- _SUAS TAREFAS_:
• 1. Reproduza sem alterações tudo o que vai de "Muitos o conheceram" até "em Nova York." no trecho sobre Contardo Calligaris.
• 2. Segundo o trecho sobre Contardo Calligaris, em que ano ele veio ao Brasil para divulgar seu primeiro livro?

··· TRECHO SELECIONADO

Muitos o conheceram graças à coluna que assinava na Folha de S. Paulo, uma das mais lidas do jornal, desde 1999. Nela aproximava a psicanálise do cotidiano, mostrando que não se trata de um bicho de sete cabeças. Ele lapidou os conceitos elaborados por Freud na Escola Freudiana de Paris. Nos anos 1970, chegou a ter aulas com Jacques Lacan. Doutor em Psicologia Clínica pela Universidade de Provença (França), Contardo foi Professor de Antropologia na Universidade da Califórnia em Berkeley (Estados Unidos) e de Estudos culturais na The New School em Nova York.
A aproximação com o Brasil, onde aprendeu a falar um inconfundível português italianado, deve-se a seu primeiro livro, Hipótese sobre o fantasma. Foi para divulga-lo que veio ao país em 1986. Também publicou livros de ensaios, a exemplo de Crônicas do individualismo cotidiano, de 1996, sobre o mal-estar contemporâneo, e relatos de viagem, como Hello Brasil, de 2000. Cartas a um jovem terapeuta, de 2007, voltado a estudantes, profissionais ou pessoas interessadas em estudos da mente, virou uma de suas obras mais conhecidas. Quinta coluna reúne mais de 100 textos publicados na imprensa entre 2004 e 2007.
Marcou presença na televisão com inúmeras participações em programas de entrevista e com a série ficcional PSI, da qual foi o criador. Levada ao ar pela HBO em 2014, gira em torno de Carlos Antonini (Emílio de Mello), um psicanalista. É o mesmo protagonista do romance A mulher de vermelho e branco, publicado por Calligaris em 2011.
"Outras doenças matam tanto quanto o câncer, se não mais, mas o câncer, também pelo lugar que ainda ocupa no imaginário popular, parece avivar o espantalho da nossa finitude como nenhuma outra enfermidade", Contardo escreveu numa coluna publicada na Folha em outubro de 2019. "Talvez, durante muito tempo, um diagnóstico de câncer tenha sido só isto: 'Lembre-se que vai morrer e prepare-se para isso'. Ora, para Nise Yamagushi, um câncer, mesmo ameaçador, pode e deveria ser uma ocasião para redescobrir a vida: 'Prepare-se para viver'.

······
··· ENTRADAS DO CONJUNTO

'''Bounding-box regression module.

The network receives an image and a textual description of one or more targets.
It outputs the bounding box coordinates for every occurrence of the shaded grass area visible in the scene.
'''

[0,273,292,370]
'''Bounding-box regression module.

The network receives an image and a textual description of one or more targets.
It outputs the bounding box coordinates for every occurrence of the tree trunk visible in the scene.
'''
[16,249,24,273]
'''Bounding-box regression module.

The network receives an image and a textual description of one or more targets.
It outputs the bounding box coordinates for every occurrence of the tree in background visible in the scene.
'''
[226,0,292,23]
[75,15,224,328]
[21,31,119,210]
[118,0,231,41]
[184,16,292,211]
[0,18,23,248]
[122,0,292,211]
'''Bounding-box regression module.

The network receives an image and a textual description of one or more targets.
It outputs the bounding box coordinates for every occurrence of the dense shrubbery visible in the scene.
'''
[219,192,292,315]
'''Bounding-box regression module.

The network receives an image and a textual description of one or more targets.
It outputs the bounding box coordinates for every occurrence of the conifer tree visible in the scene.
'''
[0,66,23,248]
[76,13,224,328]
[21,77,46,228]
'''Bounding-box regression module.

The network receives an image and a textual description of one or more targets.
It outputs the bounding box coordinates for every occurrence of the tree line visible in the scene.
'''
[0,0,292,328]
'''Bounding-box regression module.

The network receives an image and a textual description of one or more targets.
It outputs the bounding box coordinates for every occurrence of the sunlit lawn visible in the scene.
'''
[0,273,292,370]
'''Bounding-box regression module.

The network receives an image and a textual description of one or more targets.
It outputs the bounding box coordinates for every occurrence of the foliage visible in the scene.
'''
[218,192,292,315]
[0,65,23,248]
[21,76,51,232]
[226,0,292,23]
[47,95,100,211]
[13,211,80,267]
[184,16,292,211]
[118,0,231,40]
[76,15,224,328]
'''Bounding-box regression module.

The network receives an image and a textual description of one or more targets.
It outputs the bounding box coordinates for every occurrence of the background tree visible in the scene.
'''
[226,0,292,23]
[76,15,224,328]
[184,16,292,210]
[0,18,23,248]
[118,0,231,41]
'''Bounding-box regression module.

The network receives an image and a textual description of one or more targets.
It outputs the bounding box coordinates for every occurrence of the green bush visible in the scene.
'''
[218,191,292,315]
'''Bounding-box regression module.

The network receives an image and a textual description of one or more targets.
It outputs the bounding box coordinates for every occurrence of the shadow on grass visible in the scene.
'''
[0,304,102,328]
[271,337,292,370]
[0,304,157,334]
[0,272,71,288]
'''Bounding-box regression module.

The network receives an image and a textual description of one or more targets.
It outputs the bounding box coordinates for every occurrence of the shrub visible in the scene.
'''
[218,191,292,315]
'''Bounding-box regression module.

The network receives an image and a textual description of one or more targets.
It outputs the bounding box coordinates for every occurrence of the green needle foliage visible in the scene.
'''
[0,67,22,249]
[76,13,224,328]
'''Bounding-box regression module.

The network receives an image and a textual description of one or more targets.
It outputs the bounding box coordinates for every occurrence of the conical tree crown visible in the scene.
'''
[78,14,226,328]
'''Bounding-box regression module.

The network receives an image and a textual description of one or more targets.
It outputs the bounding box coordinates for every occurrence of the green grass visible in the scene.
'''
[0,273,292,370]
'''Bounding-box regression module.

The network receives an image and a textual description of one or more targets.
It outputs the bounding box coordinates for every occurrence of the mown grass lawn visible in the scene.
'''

······

- _RESULTADOS DO EXERCÍCIO_:
• 1.
Muitos o conheceram graças à coluna que assinava na Folha de S. Paulo, uma das mais lidas do jornal, desde 1999. Nela aproximava a psicanálise do cotidiano, mostrando que não se trata de um bicho de sete cabeças. Ele lapidou os conceitos elaborados por Freud na Escola Freudiana de Paris. Nos anos 1970, chegou a ter aulas com Jacques Lacan. Doutor em Psicologia Clínica pela Universidade de Provença (França), Contardo foi Professor de Antropologia na Universidade da Califórnia em Berkeley (Estados Unidos) e de Estudos culturais na The New School em Nova York.

• 2. Em 1986.